Your assignment => Find "Where can you spot the garlic skin" in the data below; transcribe the line it appears on and each line after it, exactly, to the end, and nothing else.

[Dataset entries]
- - -

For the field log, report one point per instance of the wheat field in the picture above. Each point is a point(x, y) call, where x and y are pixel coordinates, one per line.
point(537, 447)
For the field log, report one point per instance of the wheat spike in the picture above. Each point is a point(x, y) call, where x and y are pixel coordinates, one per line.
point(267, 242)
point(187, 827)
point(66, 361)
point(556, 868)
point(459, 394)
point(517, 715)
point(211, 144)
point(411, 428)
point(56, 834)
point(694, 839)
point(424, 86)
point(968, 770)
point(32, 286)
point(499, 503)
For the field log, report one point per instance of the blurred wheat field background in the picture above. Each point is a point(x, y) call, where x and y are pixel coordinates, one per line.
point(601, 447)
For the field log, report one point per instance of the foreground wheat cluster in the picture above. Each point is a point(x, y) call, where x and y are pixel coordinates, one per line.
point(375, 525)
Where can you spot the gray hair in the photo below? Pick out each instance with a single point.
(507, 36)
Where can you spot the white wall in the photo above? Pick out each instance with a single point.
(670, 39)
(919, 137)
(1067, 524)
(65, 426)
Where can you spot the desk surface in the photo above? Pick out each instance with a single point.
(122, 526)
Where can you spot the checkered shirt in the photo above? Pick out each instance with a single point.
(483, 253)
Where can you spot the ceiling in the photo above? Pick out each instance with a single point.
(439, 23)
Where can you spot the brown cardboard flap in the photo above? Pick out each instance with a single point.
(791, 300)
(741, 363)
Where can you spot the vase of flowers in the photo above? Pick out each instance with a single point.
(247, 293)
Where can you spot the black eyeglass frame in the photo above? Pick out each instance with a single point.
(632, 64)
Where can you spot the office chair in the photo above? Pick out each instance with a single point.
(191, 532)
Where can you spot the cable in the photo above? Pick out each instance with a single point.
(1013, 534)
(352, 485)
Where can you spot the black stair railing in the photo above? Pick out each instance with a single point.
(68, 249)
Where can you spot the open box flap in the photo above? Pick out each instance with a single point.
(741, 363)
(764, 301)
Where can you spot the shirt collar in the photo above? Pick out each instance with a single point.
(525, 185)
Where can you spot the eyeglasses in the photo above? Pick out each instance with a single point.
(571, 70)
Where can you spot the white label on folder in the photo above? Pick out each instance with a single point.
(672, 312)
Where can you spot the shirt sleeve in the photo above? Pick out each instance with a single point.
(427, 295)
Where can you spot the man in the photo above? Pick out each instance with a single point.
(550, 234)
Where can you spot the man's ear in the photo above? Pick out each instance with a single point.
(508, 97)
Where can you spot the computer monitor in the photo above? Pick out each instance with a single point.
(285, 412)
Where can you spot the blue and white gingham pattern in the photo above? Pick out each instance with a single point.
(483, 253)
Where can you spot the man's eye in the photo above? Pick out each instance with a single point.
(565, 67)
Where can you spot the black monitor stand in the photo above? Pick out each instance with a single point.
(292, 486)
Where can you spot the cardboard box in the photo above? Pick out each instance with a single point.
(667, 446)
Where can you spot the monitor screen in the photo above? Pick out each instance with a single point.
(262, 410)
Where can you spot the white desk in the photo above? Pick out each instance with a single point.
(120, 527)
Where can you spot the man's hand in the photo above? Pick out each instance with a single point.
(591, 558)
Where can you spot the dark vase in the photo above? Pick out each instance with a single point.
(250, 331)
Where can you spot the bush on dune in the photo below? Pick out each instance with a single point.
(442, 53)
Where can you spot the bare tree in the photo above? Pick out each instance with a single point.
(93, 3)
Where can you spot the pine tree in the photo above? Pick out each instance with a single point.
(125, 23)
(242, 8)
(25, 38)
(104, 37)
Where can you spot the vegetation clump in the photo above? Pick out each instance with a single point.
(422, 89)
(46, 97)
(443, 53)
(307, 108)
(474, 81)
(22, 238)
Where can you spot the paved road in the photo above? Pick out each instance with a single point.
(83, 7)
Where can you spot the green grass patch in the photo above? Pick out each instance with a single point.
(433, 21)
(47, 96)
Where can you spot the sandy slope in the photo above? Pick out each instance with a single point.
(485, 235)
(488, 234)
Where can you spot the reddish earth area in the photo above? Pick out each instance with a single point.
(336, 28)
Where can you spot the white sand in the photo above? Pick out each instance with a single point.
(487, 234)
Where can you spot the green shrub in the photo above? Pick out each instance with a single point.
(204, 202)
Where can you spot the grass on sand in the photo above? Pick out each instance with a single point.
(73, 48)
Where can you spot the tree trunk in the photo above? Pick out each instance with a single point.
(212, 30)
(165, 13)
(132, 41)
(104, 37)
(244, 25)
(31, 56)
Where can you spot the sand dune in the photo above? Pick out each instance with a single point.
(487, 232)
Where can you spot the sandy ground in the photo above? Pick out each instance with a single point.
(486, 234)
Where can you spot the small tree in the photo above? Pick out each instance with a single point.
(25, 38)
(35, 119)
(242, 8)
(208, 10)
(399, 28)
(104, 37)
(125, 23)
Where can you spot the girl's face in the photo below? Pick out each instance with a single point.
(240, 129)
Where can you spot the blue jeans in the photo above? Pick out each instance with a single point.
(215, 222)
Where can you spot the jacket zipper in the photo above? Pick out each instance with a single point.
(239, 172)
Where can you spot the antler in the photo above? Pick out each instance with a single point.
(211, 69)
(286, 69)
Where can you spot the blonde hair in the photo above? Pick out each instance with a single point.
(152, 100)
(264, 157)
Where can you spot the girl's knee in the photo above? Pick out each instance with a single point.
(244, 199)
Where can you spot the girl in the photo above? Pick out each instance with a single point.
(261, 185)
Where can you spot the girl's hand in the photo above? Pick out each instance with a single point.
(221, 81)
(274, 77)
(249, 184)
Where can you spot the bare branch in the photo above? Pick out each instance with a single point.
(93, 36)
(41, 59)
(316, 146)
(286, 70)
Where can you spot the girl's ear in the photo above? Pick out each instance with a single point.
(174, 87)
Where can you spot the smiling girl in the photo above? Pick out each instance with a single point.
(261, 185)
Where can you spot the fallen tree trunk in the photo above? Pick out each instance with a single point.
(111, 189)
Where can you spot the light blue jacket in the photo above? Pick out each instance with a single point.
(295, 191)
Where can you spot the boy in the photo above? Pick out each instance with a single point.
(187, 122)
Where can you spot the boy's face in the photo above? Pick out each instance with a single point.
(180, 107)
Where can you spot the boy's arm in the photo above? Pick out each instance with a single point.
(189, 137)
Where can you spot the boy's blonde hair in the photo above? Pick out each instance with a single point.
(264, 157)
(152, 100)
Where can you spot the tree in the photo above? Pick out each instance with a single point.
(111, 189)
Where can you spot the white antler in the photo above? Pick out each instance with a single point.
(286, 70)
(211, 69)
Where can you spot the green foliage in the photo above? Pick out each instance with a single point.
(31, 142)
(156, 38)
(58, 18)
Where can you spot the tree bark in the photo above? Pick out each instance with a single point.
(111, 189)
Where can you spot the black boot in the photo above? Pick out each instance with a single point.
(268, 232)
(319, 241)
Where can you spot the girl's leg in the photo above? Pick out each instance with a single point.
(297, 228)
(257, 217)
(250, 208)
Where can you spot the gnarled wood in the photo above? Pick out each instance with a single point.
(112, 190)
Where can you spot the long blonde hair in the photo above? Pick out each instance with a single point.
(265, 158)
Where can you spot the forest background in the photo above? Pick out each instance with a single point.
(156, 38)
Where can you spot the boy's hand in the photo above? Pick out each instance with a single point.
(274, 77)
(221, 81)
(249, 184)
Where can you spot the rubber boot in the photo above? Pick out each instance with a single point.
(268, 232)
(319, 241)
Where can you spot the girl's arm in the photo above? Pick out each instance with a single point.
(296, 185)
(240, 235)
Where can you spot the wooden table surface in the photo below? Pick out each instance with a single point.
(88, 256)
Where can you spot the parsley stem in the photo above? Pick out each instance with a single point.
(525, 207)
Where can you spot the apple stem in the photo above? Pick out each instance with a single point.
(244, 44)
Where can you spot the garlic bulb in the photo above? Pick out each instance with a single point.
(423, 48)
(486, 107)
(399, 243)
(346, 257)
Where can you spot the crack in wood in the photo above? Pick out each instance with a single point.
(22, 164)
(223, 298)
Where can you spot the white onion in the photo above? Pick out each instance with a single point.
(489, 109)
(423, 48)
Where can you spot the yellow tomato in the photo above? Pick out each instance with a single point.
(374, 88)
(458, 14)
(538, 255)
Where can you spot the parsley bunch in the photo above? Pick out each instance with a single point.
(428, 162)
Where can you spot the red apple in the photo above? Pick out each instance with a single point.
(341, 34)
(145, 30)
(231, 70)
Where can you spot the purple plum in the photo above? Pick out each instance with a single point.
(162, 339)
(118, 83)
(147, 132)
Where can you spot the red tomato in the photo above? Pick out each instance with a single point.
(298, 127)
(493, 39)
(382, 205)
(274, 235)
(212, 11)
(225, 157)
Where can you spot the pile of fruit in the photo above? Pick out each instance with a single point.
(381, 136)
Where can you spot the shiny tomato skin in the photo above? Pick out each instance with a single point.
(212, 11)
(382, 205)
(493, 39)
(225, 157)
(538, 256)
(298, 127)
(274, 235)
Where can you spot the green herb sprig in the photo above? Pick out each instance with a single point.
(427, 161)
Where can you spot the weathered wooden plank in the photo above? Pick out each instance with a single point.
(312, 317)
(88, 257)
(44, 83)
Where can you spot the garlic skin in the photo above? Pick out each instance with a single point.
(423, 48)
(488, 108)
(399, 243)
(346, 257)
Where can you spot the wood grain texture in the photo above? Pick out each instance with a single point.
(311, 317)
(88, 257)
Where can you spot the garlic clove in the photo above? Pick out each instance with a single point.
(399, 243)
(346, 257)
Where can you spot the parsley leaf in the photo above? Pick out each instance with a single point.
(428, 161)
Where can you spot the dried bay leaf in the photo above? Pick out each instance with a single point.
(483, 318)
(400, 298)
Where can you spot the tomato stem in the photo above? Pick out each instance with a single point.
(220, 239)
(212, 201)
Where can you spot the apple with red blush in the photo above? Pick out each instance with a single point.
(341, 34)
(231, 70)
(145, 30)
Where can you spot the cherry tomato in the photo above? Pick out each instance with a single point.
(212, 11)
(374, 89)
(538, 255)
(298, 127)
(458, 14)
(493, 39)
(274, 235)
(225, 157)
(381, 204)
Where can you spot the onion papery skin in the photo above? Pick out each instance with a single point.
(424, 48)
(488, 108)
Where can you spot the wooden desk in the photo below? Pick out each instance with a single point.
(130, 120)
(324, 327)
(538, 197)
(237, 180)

- - -

Solution for this exercise =>
Where can you spot the garlic skin in the photo above? Pick out each instance with a single point.
(423, 48)
(488, 108)
(399, 243)
(346, 257)
Where can you spot the wood grain texture in the photo above? Pick out each instance with a single point.
(311, 317)
(88, 257)
Where can you spot the garlic clove in the photo above? Pick out each instance with a single point.
(399, 243)
(346, 257)
Where can you spot the parsley leaf in the photo above? Pick out each instance with a single point.
(428, 161)
Where can you spot the dried bay leaf in the photo above? Pick out each instance with a single point.
(483, 318)
(400, 298)
Where can you spot the tomato stem in the photo above? Pick out each instance with a single point.
(220, 239)
(212, 201)
Where can you spot the apple with red blush in the photo above? Pick out each instance with a single point.
(341, 34)
(231, 70)
(145, 30)
Where can you spot the cherry tomato in the photo above? Pick out each instance with a single point.
(212, 11)
(374, 89)
(538, 255)
(298, 127)
(458, 14)
(493, 39)
(274, 235)
(225, 157)
(381, 204)
Where can you spot the onion papery skin in the photo above? Pick out each instance with a single point.
(424, 48)
(488, 108)
Where can you spot the wooden desk in the photo below? Pick out each instance with a single point.
(130, 120)
(324, 327)
(538, 197)
(237, 180)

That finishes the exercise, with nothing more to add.